─── Working data

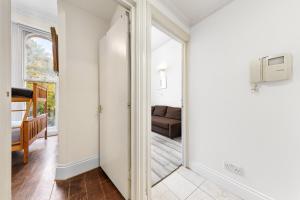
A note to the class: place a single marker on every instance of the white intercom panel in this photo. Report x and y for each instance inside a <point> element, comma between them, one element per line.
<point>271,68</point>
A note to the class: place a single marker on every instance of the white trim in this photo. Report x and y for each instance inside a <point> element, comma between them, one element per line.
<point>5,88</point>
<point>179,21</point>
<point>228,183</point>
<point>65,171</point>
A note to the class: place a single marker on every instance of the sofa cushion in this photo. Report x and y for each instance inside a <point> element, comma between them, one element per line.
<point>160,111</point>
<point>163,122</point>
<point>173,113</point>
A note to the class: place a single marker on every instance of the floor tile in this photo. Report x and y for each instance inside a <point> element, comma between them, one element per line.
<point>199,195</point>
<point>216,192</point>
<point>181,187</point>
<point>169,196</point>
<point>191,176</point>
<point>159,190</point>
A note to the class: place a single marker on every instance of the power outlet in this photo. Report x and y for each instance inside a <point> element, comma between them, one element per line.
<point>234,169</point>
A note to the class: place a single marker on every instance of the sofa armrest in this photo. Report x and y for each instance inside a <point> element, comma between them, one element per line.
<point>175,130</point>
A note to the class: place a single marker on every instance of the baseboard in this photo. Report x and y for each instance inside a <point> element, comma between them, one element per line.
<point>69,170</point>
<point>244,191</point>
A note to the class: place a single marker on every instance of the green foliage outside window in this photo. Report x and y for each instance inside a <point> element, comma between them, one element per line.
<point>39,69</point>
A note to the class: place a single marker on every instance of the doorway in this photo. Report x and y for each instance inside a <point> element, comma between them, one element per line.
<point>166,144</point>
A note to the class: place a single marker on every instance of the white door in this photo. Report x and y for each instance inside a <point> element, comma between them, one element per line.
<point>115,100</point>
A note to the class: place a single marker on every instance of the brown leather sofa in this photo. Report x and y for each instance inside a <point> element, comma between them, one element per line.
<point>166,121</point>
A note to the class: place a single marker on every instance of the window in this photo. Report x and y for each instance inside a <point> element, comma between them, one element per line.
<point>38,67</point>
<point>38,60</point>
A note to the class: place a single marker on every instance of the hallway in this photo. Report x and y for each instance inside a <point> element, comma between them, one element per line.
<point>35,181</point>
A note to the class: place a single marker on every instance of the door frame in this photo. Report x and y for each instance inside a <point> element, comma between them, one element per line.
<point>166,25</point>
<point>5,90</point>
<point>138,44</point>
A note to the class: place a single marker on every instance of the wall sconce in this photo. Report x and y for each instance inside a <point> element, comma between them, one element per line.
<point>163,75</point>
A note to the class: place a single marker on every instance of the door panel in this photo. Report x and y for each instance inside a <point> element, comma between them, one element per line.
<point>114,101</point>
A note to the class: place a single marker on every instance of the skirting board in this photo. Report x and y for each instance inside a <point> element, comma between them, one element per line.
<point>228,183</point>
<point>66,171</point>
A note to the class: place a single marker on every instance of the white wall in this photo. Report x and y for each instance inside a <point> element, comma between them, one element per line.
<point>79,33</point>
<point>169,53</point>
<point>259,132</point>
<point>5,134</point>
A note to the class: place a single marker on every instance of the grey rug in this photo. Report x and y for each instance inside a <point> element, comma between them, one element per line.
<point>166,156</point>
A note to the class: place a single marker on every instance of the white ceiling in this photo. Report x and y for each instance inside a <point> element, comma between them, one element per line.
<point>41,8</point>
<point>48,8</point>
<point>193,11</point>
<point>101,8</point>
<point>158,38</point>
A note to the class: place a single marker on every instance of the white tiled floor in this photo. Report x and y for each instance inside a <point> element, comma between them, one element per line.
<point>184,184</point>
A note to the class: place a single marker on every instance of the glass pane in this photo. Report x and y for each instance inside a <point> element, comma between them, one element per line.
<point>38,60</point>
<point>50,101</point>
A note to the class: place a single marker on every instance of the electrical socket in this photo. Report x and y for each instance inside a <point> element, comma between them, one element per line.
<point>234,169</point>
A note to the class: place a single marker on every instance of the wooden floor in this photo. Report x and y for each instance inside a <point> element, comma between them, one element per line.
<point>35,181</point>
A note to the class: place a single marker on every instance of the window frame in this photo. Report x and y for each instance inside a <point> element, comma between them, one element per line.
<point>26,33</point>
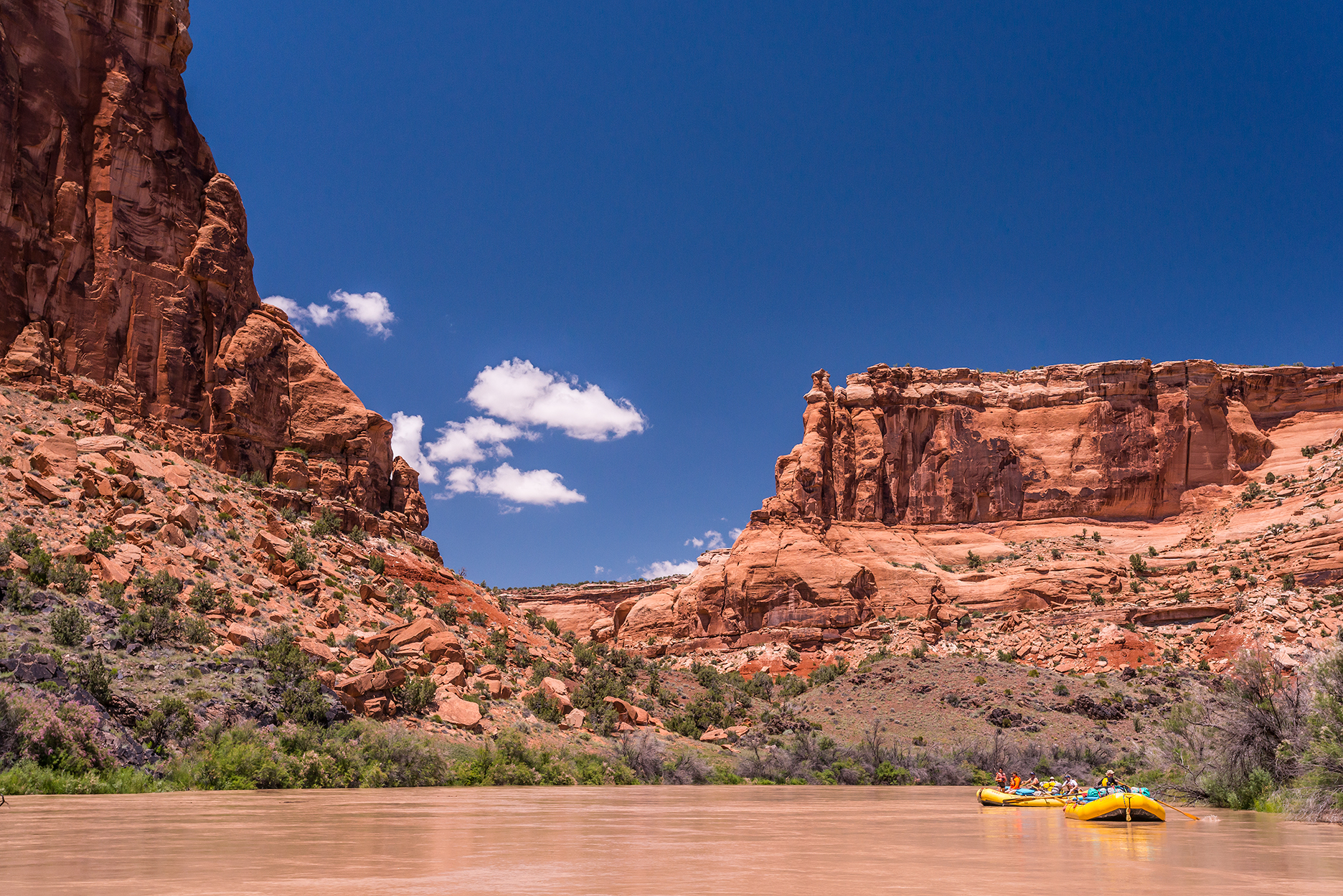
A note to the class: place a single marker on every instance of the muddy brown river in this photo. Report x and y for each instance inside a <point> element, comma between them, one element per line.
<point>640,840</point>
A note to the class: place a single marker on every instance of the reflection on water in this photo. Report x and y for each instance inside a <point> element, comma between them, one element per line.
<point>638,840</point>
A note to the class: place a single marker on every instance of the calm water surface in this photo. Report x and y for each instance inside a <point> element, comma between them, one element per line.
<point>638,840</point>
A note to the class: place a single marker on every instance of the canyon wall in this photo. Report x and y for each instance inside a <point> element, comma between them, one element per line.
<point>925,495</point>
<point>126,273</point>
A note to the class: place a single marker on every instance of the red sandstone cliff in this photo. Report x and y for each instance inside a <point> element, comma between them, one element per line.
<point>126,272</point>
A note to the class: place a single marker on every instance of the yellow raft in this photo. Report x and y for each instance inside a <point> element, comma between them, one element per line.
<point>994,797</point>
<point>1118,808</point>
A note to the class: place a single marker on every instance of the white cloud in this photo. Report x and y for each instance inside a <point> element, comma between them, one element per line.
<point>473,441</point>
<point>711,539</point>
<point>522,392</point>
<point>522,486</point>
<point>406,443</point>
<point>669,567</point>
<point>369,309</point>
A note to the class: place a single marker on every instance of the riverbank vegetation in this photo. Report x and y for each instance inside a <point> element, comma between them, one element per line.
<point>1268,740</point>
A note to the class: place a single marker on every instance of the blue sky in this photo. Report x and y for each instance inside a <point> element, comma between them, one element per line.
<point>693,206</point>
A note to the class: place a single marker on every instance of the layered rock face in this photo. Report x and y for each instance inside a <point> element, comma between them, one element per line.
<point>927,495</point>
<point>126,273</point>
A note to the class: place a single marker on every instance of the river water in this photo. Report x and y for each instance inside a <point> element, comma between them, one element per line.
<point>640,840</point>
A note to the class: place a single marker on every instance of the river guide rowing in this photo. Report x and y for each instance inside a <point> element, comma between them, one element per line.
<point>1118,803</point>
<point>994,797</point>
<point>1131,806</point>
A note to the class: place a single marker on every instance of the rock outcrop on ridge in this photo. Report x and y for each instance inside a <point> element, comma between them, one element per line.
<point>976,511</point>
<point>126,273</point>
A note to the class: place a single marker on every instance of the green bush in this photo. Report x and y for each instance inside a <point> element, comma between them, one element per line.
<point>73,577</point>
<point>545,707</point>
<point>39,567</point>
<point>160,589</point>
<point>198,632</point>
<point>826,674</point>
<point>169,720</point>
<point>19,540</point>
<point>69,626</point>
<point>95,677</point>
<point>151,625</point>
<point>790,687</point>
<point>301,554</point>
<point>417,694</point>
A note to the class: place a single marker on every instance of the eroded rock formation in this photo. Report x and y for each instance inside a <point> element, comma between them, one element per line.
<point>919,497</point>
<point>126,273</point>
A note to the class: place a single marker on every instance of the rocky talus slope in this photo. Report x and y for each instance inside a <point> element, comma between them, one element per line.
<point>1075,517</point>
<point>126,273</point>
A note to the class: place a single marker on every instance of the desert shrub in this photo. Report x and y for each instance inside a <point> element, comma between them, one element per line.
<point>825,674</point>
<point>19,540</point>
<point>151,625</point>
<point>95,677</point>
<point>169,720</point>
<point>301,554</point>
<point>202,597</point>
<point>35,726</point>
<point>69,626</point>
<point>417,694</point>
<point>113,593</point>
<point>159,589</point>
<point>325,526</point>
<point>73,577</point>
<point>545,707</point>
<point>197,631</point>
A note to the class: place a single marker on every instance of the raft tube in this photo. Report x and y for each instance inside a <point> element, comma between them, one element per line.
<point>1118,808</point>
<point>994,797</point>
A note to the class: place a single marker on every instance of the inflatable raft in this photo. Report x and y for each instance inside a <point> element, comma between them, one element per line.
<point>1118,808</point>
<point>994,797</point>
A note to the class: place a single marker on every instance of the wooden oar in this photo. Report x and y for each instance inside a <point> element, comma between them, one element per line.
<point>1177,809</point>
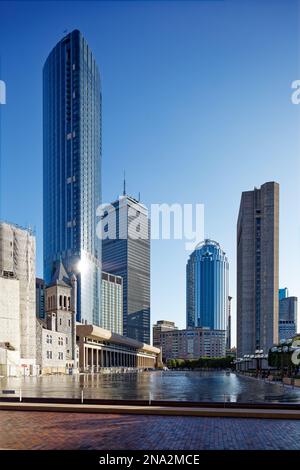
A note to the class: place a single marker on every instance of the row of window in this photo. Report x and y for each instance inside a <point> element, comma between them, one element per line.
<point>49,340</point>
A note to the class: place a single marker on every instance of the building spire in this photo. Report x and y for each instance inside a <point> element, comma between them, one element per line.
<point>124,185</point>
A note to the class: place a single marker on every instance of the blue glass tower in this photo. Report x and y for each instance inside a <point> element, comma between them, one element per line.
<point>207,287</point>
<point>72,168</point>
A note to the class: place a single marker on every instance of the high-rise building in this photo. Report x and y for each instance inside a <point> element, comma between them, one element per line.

──────

▶ Goal: Return exactly the lines from the one containing "of the building" to the last line of the data, and nothing more.

▶ Solution to this exercise:
A note to the class: place a single marker on every instance of the building spire in this photo. Report x and y for each instance inside a <point> element, comma between them, one element per line.
<point>124,185</point>
A note to the class: place a single marker on every instance of the blue glass tower in this photo. Report x and y for each instance inside a <point> element, comma between them, one element per line.
<point>207,287</point>
<point>72,168</point>
A note to the class: place a single marker on every instance of the high-rise building in this photo. Report x and y for each instance inside a <point> element, comma between them, one element per line.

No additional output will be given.